> [Location identification items]
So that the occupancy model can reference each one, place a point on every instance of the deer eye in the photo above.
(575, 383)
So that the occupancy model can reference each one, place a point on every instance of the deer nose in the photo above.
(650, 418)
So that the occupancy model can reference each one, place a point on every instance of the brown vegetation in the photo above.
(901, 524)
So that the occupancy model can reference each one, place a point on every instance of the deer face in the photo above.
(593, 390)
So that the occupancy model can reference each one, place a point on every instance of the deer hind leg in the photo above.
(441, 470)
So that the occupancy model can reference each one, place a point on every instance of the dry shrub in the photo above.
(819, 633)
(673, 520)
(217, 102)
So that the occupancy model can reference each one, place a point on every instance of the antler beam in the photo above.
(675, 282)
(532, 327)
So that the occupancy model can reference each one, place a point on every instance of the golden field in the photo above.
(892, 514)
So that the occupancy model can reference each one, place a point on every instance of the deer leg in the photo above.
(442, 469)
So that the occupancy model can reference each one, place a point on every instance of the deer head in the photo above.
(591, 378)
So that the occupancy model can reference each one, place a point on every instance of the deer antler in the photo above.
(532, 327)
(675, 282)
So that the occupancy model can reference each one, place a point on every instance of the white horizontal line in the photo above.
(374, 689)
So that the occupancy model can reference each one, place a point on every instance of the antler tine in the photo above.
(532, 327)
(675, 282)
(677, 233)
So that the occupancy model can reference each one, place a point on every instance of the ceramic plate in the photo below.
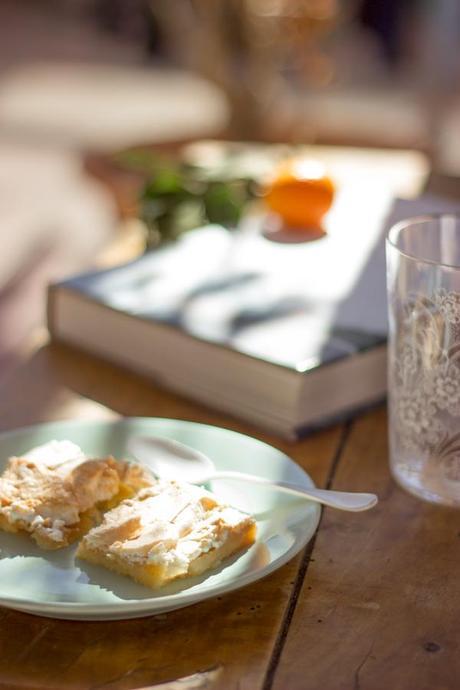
(57, 584)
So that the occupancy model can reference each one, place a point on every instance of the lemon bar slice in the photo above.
(56, 493)
(169, 530)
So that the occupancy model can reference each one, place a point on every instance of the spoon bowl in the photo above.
(169, 459)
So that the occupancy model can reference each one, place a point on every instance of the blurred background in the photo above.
(81, 80)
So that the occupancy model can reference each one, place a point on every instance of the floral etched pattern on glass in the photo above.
(424, 375)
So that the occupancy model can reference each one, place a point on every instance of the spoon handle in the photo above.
(342, 500)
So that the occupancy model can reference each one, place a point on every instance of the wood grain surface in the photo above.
(226, 642)
(379, 605)
(370, 604)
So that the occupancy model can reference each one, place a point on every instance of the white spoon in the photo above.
(170, 459)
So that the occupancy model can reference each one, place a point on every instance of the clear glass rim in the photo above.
(425, 218)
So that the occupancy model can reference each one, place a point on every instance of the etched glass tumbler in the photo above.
(423, 273)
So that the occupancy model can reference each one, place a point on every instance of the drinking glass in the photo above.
(423, 273)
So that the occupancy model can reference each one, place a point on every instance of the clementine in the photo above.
(301, 193)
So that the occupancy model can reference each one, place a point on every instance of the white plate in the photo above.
(56, 584)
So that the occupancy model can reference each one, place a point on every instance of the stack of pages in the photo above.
(287, 336)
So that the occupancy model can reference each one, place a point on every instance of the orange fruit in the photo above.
(301, 193)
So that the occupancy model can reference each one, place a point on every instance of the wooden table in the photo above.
(370, 603)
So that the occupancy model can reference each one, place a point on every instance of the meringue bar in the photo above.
(56, 493)
(169, 530)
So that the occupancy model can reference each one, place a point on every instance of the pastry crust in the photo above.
(168, 531)
(56, 494)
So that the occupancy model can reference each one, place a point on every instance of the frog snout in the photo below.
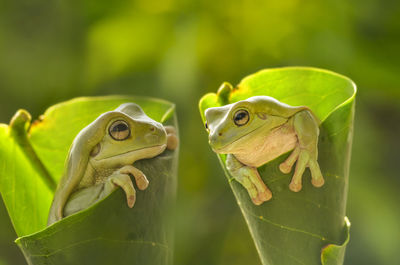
(215, 137)
(154, 134)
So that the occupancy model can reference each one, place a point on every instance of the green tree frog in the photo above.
(101, 156)
(257, 130)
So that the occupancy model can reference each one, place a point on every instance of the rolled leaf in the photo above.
(303, 227)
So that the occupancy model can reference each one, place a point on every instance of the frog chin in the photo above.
(129, 157)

> [WHAT YOU HAVE TO DO] Reproduce the entries above exactly. Do not include the images.

> [RESPONSE]
So that the occupancy model can reference each one, place a point on every instance of the deer eye in the photo above.
(575, 383)
So that the occupancy model can reference each one, place a point on every instance of the deer nose in the photo above.
(650, 418)
So that the occupancy model can reference each one, place a point on every instance of the brown vegetation in the photo above.
(901, 524)
So that the occupancy model can reference each one, place a point on every instance of the deer face in the photo above.
(593, 390)
So that the occupancy model can reference each one, place a point on every instance of the deer hind leg in the photo above.
(441, 470)
So that the occupancy model can reference each one, place a point on every instance of the dry shrub in the photo above.
(819, 633)
(673, 520)
(217, 102)
So that the occupancy model can reference each one, place a point on every instance of the antler beam in the photo above.
(675, 282)
(532, 327)
So that the occupancy model can reference each one, place a point on every instance of the golden field in the photo above.
(892, 514)
So that the occupancy model can reference each one, place a point on every instance of the deer leg in the photo above.
(442, 469)
So that the occupancy model can reference each one, place a point on every instance of the deer head in the photo above.
(591, 378)
So that the occupancy model can reference each one, place a point on every instance of the deer antler in the photo above.
(532, 327)
(675, 282)
So that the occupancy model can reference each one, place a point on every instance of the white horizontal line in the photo above.
(374, 689)
So that the occupancy model can reference each one, place a point on every instance of the antler tine in the photo above.
(532, 327)
(675, 282)
(677, 233)
So that the occupancy model can reference each one, place a point on every instance of the ceramic plate in the photo below.
(57, 584)
So that the occupancy model can reference each one, place a point on every instance of the lemon bar slice in the photo above.
(56, 493)
(169, 530)
So that the occupancy model can reference each one, place a point on every instance of the spoon bowl in the photo above.
(169, 459)
So that the occupancy model can reference each one, place a point on every instance of the blurred background in the photo above.
(81, 80)
So that the occupancy model can reference each one, place a point on every instance of the floral etched pattern on glass in the photo above.
(424, 375)
So that the occupancy model can reference each one, place a point on every instance of the spoon handle in the photo above.
(342, 500)
So that the occupancy model can reference each one, place a point on every instance of the wood grain surface in the photo above.
(226, 642)
(379, 605)
(370, 604)
So that the occupancy model can reference each one, place a point on every instance of the white spoon in the photo above.
(170, 459)
So that the occupancy model can reference each one, place a point on every instance of the clear glass rim in the photo above.
(425, 218)
So that the occupancy model can reference each one, place a point on every instance of the etched glass tumbler in the photo above.
(423, 273)
So that the occupancy model can reference each one, place a point on every instance of the drinking glass in the photo above.
(423, 273)
So that the occupancy model can reference each one, place a point on every instance of the clementine in the photo above.
(301, 193)
So that the occupancy model can reference each one, place a point on every instance of the white plate in the photo above.
(56, 584)
So that the occupancy model can reference each one, place a point on every instance of the stack of pages in the photo above.
(287, 336)
So that the occupancy model can reference each one, place a point on every instance of the orange fruit in the photo above.
(301, 193)
So that the occupancy model can reference each one, place a point on every instance of the wooden table in the photo above.
(370, 603)
So that the occupancy model can reference each one, place a point on every instance of the meringue bar in the photo above.
(56, 493)
(169, 530)
So that the occupancy model can reference each one, place a point on every instance of the pastry crust in the photo above.
(168, 531)
(56, 494)
So that the occupancy model can reference each one, place a point on every instance of the frog snout in the photo below.
(215, 137)
(154, 134)
So that the occupancy model can reference each one, place a point on every instance of the green tree frog in the photo above.
(101, 156)
(257, 130)
So that the occupancy model can reference each one, place a point on every instance of the rolled leaf in the photo above.
(303, 227)
So that the occupancy model can reference each one, place a point on every instance of the frog chin in the photo above.
(129, 157)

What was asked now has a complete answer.